Aim: Change "query phrase" to "search phrase" everywhere it appears in the material below. Then write the material out again with nothing else altered.

[Data records]

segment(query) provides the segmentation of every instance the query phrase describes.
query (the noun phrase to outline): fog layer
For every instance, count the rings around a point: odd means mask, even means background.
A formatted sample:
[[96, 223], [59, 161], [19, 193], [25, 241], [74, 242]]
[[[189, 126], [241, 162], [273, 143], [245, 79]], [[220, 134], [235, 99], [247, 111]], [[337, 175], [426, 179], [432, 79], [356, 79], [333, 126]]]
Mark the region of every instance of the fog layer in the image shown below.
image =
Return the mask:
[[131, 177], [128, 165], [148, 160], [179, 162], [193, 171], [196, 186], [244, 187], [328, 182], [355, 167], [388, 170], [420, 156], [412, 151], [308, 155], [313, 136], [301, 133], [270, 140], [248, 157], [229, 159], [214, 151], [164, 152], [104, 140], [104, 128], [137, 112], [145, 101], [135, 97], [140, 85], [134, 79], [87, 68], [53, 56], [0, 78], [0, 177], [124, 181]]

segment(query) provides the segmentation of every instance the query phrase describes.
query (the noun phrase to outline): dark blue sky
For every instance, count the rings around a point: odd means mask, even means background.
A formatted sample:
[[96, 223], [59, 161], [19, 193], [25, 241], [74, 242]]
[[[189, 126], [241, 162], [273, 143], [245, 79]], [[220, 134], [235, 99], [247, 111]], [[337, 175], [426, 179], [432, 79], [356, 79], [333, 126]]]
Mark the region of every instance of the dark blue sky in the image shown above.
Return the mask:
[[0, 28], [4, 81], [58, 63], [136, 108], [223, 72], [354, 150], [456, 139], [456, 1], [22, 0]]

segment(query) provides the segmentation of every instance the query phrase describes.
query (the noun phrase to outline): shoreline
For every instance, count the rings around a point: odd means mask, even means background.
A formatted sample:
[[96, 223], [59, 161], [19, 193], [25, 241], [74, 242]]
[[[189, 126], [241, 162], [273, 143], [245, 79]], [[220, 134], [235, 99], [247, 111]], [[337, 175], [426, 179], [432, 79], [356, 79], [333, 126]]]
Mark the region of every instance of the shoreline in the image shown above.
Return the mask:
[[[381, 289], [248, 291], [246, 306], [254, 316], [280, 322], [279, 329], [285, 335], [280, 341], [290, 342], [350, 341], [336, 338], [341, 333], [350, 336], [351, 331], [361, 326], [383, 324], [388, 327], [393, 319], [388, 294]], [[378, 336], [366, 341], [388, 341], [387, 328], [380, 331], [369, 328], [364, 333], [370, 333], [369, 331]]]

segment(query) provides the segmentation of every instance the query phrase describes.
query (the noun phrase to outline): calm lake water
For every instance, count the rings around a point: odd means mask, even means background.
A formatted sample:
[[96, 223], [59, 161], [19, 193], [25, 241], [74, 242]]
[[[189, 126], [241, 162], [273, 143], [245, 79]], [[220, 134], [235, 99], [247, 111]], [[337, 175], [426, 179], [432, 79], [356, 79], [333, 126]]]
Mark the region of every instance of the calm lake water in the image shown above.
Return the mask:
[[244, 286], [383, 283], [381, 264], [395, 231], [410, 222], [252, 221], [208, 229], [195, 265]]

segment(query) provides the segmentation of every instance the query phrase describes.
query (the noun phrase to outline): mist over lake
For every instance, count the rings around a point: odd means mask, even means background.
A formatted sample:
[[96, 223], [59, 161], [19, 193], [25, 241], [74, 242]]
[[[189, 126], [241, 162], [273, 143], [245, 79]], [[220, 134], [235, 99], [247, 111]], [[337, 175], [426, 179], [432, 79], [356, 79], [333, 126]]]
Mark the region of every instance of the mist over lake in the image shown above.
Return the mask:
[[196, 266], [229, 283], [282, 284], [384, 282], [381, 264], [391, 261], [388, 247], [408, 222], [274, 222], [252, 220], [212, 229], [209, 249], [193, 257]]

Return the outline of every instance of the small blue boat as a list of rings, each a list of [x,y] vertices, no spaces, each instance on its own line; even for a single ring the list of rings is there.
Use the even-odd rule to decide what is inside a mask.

Exercise result:
segment(query) provides the segmentation of every instance the search phrase describes.
query (the noun phrase to outline): fog layer
For every instance, count the rings around a point: odd means mask, even means background.
A formatted sample:
[[96, 223], [59, 161], [19, 193], [25, 241], [74, 242]]
[[[189, 126], [241, 162], [273, 143], [245, 79]], [[220, 134], [235, 99], [247, 111]], [[337, 175], [426, 179], [432, 79], [356, 79], [333, 126]]]
Mark the region of every instance of the fog layer in the image shown below.
image =
Return the mask:
[[131, 177], [128, 165], [148, 160], [179, 162], [193, 171], [196, 186], [244, 187], [328, 182], [355, 167], [388, 170], [420, 156], [412, 151], [308, 155], [313, 136], [301, 133], [270, 140], [248, 157], [229, 159], [214, 151], [164, 152], [104, 140], [104, 128], [137, 112], [145, 101], [135, 97], [140, 85], [134, 79], [87, 68], [53, 56], [0, 78], [0, 177], [124, 181]]

segment(query) provides the segmentation of every instance the search phrase describes.
query (the noun phrase to outline): dark blue sky
For every instance, count the rings around a point: odd means mask, even means background.
A formatted sample:
[[96, 223], [59, 161], [19, 193], [25, 241], [74, 242]]
[[[189, 126], [241, 162], [273, 143], [245, 79]], [[220, 134], [235, 99], [247, 111]], [[337, 175], [426, 179], [432, 79], [356, 79], [333, 126]]]
Mark the region of every instance of the dark blue sky in the image shown above.
Return the mask:
[[0, 28], [4, 81], [58, 63], [136, 108], [223, 72], [354, 150], [456, 139], [456, 1], [22, 0]]

segment(query) provides the segmentation of every instance the search phrase describes.
query (the noun phrase to outline): shoreline
For every instance, count the rings around a point: odd means mask, even means background.
A formatted sample:
[[96, 223], [59, 161], [19, 193], [25, 241], [74, 242]]
[[[189, 126], [241, 162], [273, 143], [245, 79]], [[220, 134], [235, 99], [247, 111]], [[337, 175], [426, 179], [432, 79], [356, 79], [333, 126]]]
Mark the region of every instance of the shoreline in the image shown above.
Return the mask:
[[[381, 289], [248, 291], [246, 306], [254, 316], [280, 322], [279, 329], [285, 335], [280, 341], [290, 342], [350, 341], [336, 338], [341, 333], [350, 336], [351, 331], [361, 326], [383, 324], [388, 327], [393, 319], [388, 294]], [[378, 336], [366, 341], [388, 341], [387, 328], [380, 331], [369, 328], [364, 333], [370, 333], [369, 331]]]

segment(query) provides the segmentation of every instance the search phrase describes.
query (the noun phrase to outline): calm lake water
For every instance, count the rings around a point: odd means mask, even means background.
A formatted sample:
[[96, 223], [59, 161], [19, 193], [25, 241], [74, 242]]
[[[189, 126], [241, 162], [273, 143], [245, 79]], [[220, 134], [235, 99], [247, 111]], [[337, 175], [426, 179], [432, 79], [356, 79], [333, 126]]]
Mark the region of every instance of the calm lake water in the image shown above.
Return the mask:
[[244, 286], [383, 283], [381, 264], [395, 231], [410, 222], [252, 221], [208, 229], [195, 265]]

segment(query) provides the segmentation of every instance the search phrase describes.
query (the noun phrase to outline): mist over lake
For every instance, count the rings around a point: odd means mask, even means background.
A formatted sample:
[[96, 223], [59, 161], [19, 193], [25, 241], [74, 242]]
[[[189, 126], [241, 162], [273, 143], [245, 79]], [[220, 134], [235, 99], [247, 111]], [[337, 175], [426, 179], [432, 79], [356, 79], [333, 126]]]
Mark the region of every instance of the mist over lake in the image shown above.
Return the mask:
[[196, 266], [229, 283], [282, 284], [384, 282], [381, 264], [391, 261], [388, 247], [408, 222], [274, 222], [252, 220], [212, 229], [209, 249], [193, 257]]

Return the outline of every instance of the small blue boat as a list of rings, each a list of [x,y] vertices, no spaces, each instance on its own line; even for a single ring the list of rings is there.
Use the even-odd rule to decide what is inside a mask.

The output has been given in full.